| DOCUMENT SECTION |
════════════════════

Unbelievably, the one place that I needed to find continental rocks
in support of the conjecture regarding the crustal shift of the
Pleistocene Nonconformity happens to be the Indian Ocean about were
this item focused. The land masses were there and what was missing
was knowledge regarding just what they were deep down.
Had they been merely oceanic rocks then cultural records and the
crustal shift theory would have had a problem.
The crustal shift generated two natural regions of subsidence. One
is the Caribbean and the other is on the other side of the Globe
generated by balancing compression and stretching over the equator.
A last echo of that subsidence caught the Atlantean world in 1159 BC.
Ages as usual reflect ages of rocks and not of movements.
Ancient
'Micro-Continent' Found Under Indian Ocean
By Charles Q. Choi,
The remains of a
micro-continent scientist call Mauritia might be preserved under huge
amounts of ancient lava beneath the Indian Ocean, a new analysis of
island sands in the area suggests.
These findings hint
that such micro-continents may have occurred more
frequently than previously thought, the scientists who conducted the
study, detailed online Feb. 24 in the journal Nature Geoscience, say.
Researchers analyzed
sands from the isle of Mauritius in the western Indian Ocean.
Mauritius is part of a volcanic chain that, strangely, exists far
from the edges of its tectonic plate. In contrast, most volcanoes are
found at the borders of the tectonic plates that make up the surface
of the Earth.
Investigators suggest
that volcanic chains in the middle of tectonic plates, such as the
Hawaiian Islands, are caused by giant pillars of hot molten rock
known as mantle plumes. These rise up from near the Earth's core,
penetrating overlying material like a blowtorch. [What Is Earth Made
Of?]
Mantle plumes can
apparently trigger continental breakups, softening the tectonic
plates from below until they fragment — this is how the lost
continent of Eastern Gondwana ended about 170 million years ago,
prior research suggests A plume currently sits near Mauritius and
other islands, and the researchers wanted to see if they could find
ancient fragments of continents from just such a breakup there.

════════════════════

| GIVEN DATA |
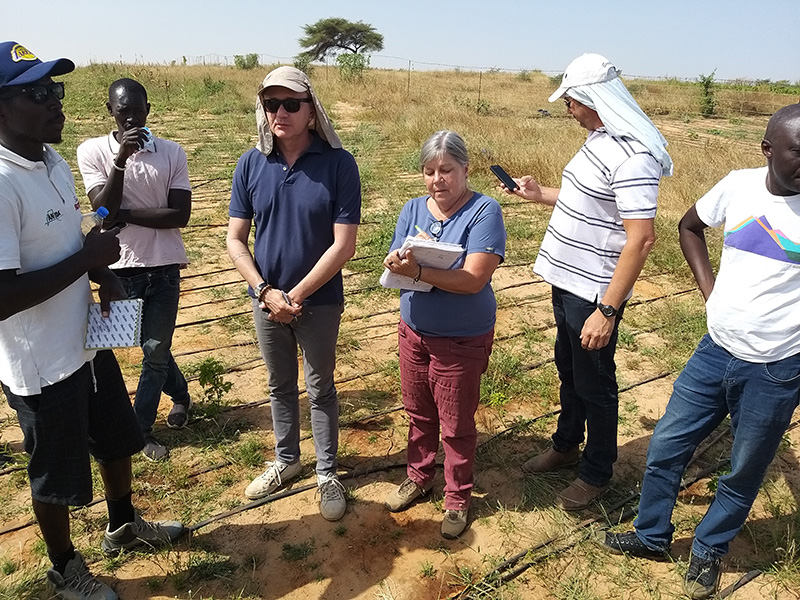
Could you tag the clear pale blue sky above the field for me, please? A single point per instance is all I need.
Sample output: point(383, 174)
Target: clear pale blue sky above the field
point(679, 38)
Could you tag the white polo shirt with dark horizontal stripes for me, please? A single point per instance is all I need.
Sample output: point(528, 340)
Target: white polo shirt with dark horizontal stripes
point(610, 179)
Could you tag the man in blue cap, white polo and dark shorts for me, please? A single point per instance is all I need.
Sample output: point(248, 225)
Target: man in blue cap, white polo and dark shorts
point(70, 402)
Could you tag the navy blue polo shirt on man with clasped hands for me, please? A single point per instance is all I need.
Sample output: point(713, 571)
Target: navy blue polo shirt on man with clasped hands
point(294, 209)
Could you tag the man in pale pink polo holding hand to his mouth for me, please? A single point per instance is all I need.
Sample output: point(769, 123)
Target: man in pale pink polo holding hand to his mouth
point(143, 181)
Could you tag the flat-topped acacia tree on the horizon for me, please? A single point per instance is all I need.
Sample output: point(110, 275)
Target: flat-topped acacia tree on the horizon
point(328, 36)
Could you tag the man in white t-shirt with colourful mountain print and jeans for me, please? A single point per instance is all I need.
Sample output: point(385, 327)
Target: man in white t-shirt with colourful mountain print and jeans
point(747, 366)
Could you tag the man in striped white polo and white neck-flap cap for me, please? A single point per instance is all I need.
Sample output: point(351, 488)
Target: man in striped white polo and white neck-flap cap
point(596, 243)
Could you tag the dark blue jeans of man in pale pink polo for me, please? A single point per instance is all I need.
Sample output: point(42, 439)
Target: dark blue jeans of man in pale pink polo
point(160, 288)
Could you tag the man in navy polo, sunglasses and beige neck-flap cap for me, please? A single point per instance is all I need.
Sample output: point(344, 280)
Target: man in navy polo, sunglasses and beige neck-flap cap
point(303, 193)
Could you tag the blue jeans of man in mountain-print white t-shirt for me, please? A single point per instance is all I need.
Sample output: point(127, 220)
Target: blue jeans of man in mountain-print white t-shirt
point(760, 398)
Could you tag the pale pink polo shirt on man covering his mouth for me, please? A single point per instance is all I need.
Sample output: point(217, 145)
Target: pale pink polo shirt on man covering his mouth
point(149, 176)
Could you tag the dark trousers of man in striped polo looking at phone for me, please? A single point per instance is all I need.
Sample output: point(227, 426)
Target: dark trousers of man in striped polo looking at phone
point(588, 393)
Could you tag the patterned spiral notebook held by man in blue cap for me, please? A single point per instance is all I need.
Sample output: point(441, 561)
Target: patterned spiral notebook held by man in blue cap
point(120, 329)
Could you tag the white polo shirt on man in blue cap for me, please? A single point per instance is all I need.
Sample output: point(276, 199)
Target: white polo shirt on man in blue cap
point(39, 227)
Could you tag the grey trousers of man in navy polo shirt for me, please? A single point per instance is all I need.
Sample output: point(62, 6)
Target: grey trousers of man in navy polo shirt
point(316, 332)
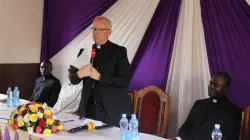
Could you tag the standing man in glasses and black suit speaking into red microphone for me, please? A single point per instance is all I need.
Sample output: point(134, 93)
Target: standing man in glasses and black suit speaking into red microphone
point(105, 82)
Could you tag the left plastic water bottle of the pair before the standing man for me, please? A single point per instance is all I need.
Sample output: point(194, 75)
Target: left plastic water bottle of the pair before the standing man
point(123, 127)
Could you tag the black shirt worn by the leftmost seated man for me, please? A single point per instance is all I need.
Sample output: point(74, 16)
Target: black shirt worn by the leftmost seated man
point(46, 90)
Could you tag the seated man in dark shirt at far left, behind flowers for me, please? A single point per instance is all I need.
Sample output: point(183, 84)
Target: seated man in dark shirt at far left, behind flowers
point(47, 87)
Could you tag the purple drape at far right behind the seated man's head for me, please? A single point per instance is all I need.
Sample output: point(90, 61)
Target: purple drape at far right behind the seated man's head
point(227, 33)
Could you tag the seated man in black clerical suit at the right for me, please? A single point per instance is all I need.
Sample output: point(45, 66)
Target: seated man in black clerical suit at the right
point(215, 110)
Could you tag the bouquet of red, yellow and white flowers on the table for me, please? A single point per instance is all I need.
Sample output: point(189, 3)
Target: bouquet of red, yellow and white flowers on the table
point(34, 117)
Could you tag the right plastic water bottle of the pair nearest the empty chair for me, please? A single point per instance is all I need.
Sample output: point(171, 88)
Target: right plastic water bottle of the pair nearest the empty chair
point(133, 128)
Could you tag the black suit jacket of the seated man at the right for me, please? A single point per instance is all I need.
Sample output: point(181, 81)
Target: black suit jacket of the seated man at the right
point(201, 120)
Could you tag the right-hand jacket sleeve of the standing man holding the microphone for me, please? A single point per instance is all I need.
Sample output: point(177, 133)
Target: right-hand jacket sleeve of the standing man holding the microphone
point(121, 78)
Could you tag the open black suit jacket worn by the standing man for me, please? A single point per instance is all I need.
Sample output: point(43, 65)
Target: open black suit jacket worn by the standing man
point(114, 80)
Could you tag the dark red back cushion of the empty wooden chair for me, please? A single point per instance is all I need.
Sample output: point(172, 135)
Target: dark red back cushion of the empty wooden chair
point(149, 113)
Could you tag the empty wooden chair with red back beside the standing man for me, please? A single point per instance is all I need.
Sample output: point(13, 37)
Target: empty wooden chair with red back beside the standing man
point(152, 107)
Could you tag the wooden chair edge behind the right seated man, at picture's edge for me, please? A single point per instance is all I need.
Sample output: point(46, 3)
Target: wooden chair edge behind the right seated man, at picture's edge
point(244, 123)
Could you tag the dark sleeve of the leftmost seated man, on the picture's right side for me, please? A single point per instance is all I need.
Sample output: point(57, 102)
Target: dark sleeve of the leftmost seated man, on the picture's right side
point(55, 90)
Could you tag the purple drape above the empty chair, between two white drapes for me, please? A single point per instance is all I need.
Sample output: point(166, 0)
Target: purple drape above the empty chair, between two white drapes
point(151, 63)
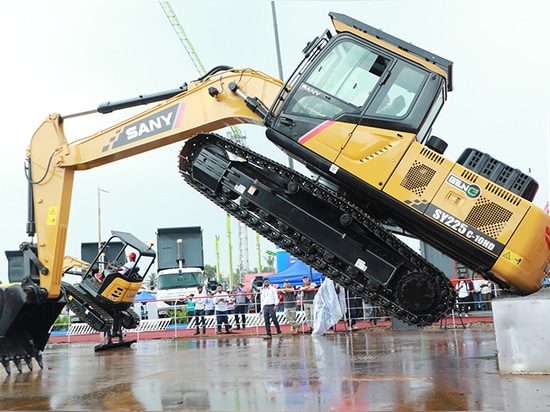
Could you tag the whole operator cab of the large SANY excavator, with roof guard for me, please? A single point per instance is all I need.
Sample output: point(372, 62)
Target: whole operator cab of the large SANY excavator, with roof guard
point(355, 94)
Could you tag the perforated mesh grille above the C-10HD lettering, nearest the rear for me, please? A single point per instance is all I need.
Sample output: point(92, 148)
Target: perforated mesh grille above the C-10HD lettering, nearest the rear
point(488, 217)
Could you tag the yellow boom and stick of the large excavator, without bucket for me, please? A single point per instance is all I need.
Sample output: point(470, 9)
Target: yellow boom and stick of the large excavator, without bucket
point(204, 105)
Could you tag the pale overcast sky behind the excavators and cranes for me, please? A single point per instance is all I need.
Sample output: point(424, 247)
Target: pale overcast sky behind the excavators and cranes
point(70, 56)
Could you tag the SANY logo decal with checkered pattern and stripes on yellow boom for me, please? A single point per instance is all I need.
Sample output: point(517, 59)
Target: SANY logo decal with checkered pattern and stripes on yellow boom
point(149, 126)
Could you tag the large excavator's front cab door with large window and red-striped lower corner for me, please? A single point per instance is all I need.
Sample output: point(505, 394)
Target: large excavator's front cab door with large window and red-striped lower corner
point(323, 110)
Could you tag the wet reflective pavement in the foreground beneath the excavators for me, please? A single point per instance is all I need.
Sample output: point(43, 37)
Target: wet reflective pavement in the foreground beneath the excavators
point(377, 370)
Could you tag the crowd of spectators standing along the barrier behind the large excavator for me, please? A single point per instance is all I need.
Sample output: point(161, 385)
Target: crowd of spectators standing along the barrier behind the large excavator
point(234, 305)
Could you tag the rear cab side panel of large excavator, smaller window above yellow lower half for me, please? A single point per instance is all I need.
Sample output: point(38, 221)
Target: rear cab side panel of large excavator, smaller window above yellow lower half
point(389, 124)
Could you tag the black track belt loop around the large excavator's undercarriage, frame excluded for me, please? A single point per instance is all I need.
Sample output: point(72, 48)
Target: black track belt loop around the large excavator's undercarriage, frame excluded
point(305, 248)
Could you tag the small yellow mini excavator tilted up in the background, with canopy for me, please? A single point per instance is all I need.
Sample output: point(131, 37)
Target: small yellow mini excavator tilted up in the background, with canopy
point(104, 297)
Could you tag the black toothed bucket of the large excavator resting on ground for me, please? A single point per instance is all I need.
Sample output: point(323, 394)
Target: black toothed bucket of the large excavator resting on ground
point(25, 324)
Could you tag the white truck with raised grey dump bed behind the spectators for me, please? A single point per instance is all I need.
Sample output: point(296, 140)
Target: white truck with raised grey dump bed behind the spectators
point(180, 266)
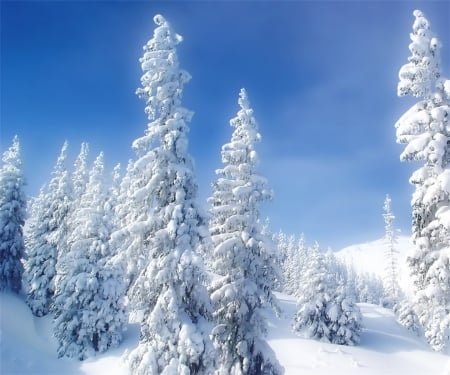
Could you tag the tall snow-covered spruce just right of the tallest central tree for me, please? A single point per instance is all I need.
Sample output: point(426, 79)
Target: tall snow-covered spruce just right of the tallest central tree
point(243, 255)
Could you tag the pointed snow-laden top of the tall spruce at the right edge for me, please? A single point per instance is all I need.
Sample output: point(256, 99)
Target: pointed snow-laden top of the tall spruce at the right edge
point(418, 77)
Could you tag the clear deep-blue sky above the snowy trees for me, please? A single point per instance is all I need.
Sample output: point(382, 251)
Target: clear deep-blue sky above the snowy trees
point(321, 77)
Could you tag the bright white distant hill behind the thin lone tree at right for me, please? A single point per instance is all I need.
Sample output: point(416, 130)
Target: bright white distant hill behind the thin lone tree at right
point(369, 257)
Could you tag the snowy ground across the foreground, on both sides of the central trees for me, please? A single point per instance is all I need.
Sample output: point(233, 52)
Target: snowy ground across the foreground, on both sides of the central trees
point(27, 347)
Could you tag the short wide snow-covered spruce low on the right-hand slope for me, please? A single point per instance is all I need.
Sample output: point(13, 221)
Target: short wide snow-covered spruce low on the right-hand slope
point(325, 312)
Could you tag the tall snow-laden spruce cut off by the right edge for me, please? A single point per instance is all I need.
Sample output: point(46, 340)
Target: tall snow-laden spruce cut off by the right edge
point(425, 129)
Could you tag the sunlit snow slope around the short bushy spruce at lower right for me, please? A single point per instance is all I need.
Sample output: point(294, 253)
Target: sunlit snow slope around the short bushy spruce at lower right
point(386, 348)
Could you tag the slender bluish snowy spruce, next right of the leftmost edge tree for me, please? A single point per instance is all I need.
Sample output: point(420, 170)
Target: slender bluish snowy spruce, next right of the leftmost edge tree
point(46, 232)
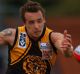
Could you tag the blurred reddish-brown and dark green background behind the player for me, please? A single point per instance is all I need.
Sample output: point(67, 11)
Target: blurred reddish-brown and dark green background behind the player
point(60, 15)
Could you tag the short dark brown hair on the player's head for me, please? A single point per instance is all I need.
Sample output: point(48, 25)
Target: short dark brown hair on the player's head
point(31, 6)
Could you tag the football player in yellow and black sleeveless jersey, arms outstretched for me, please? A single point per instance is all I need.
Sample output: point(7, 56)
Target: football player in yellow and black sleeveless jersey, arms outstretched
point(33, 47)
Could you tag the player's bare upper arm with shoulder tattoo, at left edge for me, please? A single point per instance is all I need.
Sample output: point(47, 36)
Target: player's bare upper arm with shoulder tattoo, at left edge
point(7, 36)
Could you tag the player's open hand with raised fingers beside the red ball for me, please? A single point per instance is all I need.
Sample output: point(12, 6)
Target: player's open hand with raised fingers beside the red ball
point(67, 48)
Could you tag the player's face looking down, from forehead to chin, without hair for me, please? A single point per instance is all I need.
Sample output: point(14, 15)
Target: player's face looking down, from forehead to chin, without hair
point(34, 23)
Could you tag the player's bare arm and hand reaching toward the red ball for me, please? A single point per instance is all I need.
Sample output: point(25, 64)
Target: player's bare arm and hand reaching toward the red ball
point(62, 42)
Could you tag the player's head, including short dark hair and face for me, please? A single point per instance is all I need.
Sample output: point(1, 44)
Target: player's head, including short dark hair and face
point(33, 16)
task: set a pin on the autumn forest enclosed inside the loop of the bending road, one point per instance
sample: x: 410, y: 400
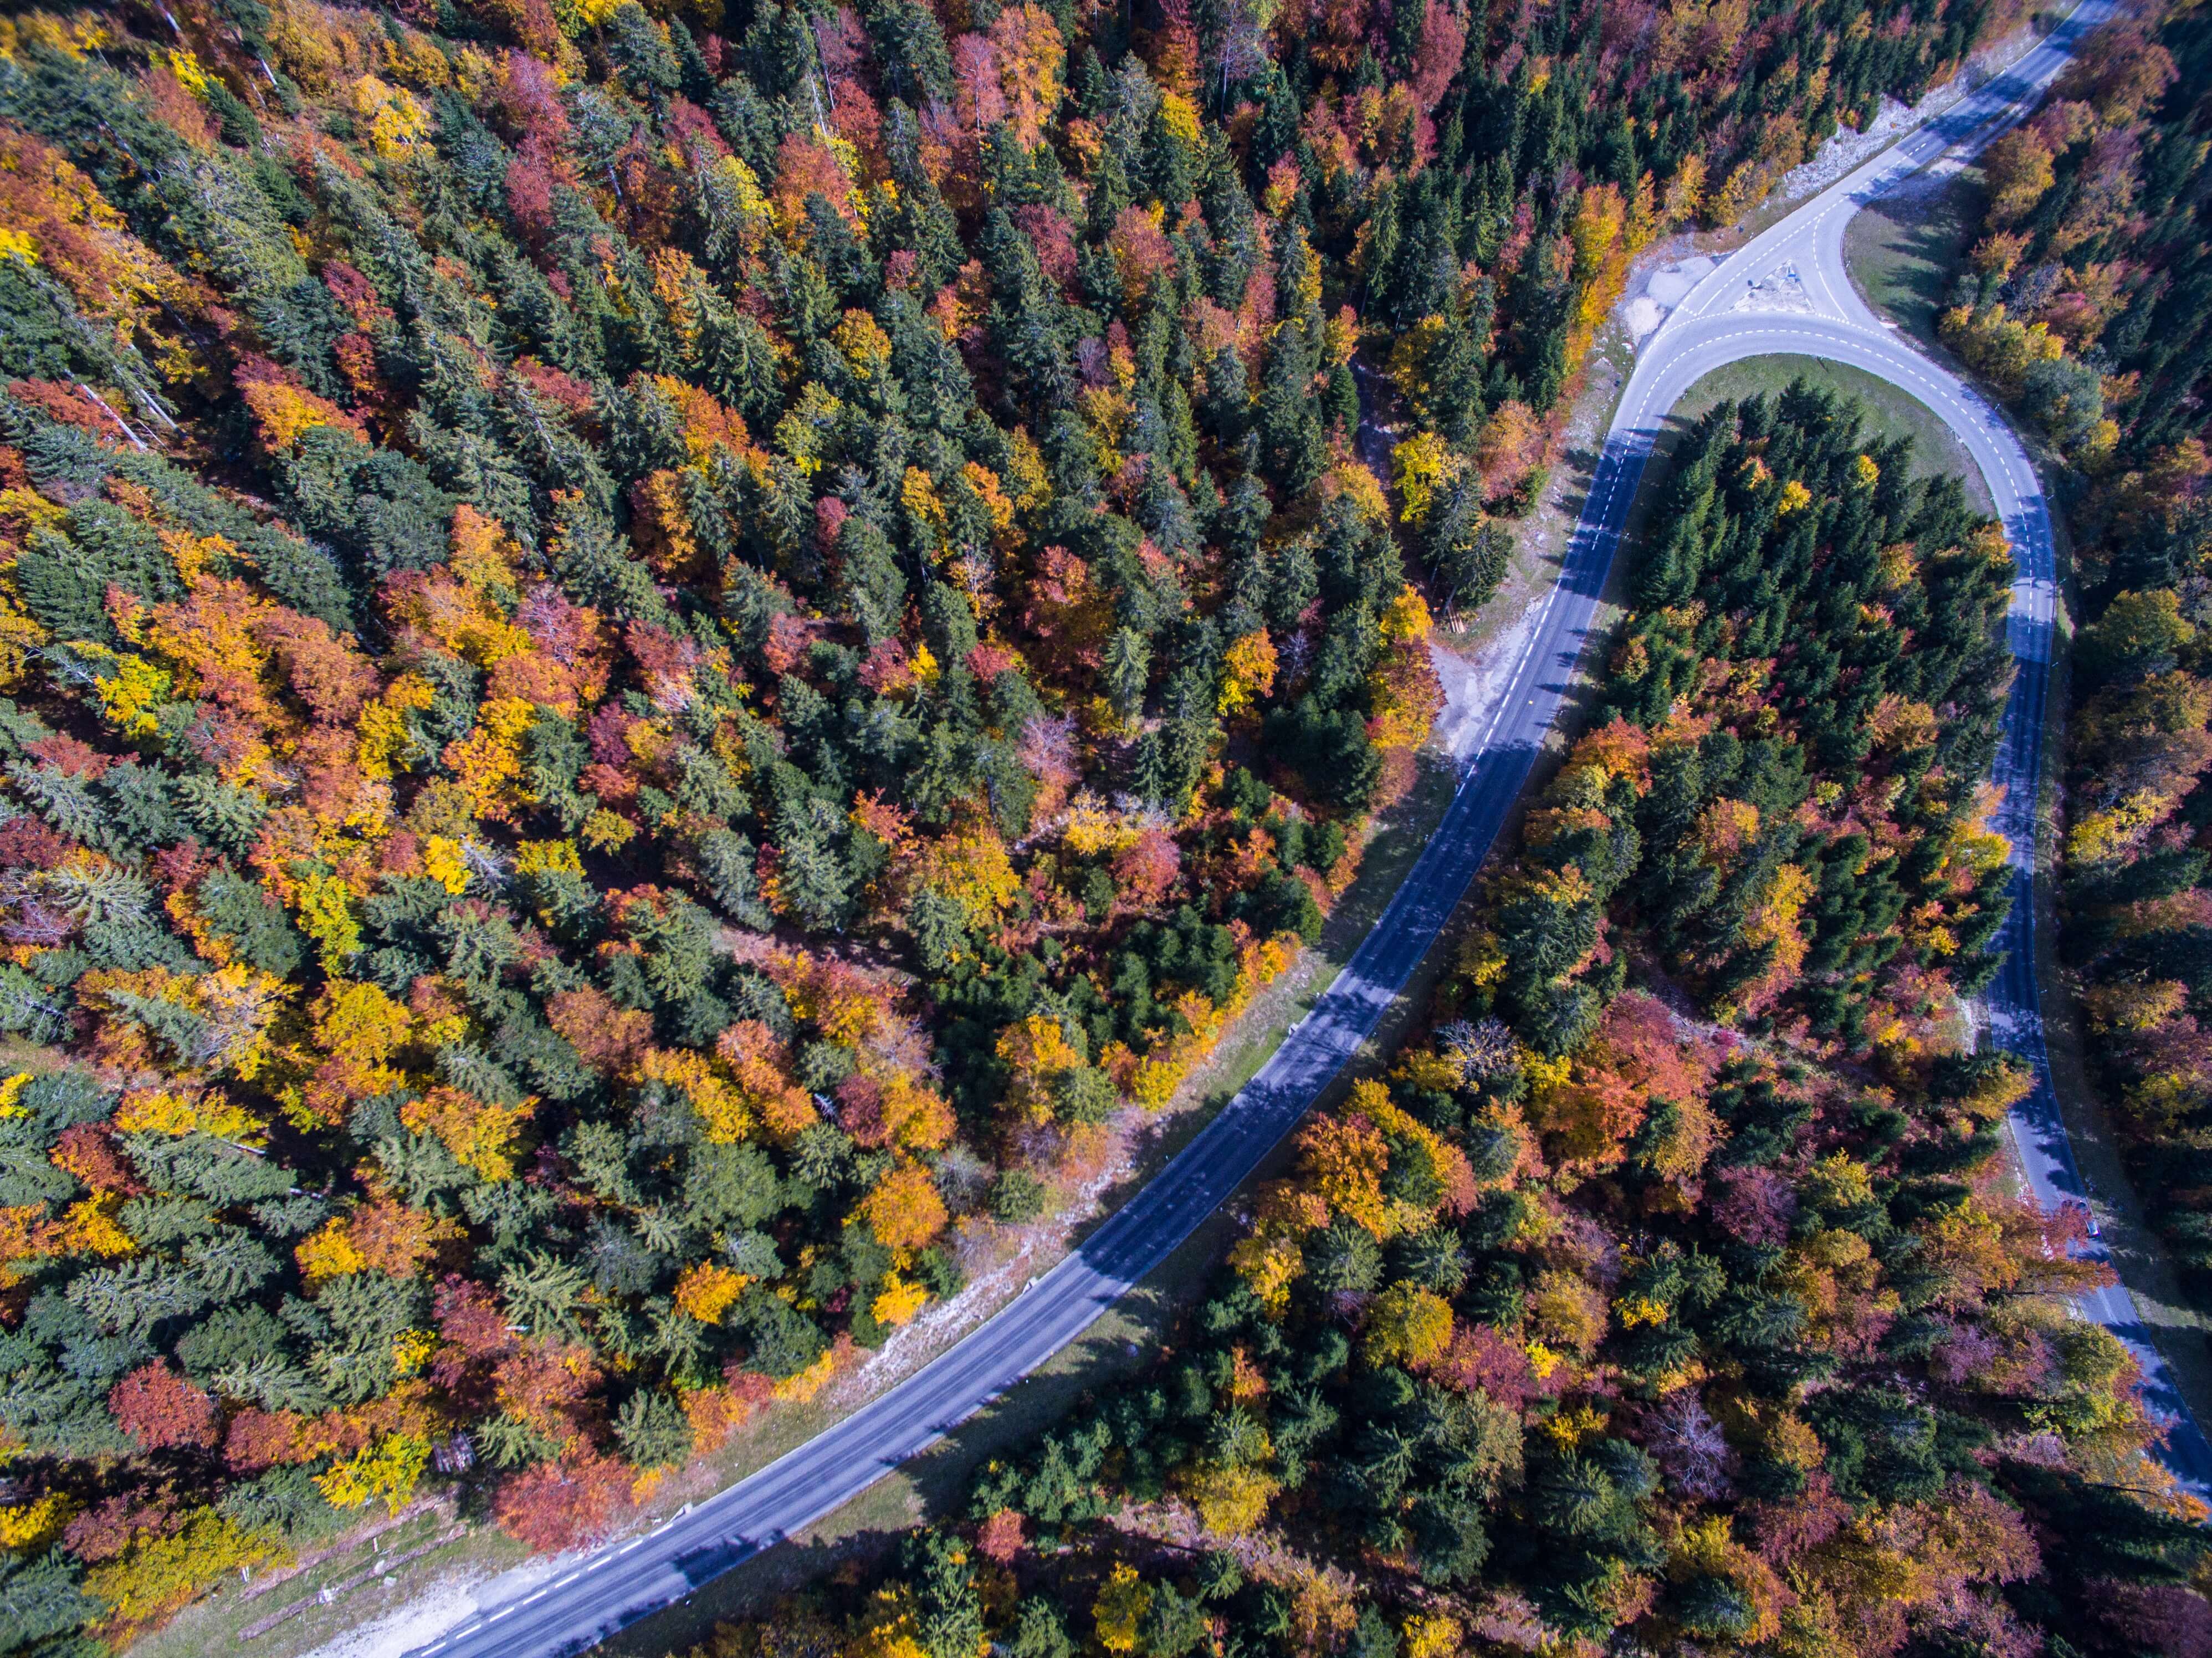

════════════════════

| LIST OF TASKS |
#1 Retype the stretch from "Had they been" through "in 1159 BC." in the Indian Ocean micro-continent text.
#2 Using the Indian Ocean micro-continent text, answer these:
(a) In what year did a last echo of the subsidence catch the Atlantean world?
(b) What name do scientists give the micro-continent possibly preserved under ancient lava?
(c) About how long ago did the lost continent of Eastern Gondwana end?

| ANSWERS |
#1
Had they been merely oceanic rocks then cultural records and the
crustal shift theory would have had a problem.
The crustal shift generated two natural regions of subsidence. One
is the Caribbean and the other is on the other side of the Globe
generated by balancing compression and stretching over the equator.
A last echo of that subsidence caught the Atlantean world in 1159 BC.

#2
(a) 1159 BC
(b) Mauritia
(c) About 170 million years ago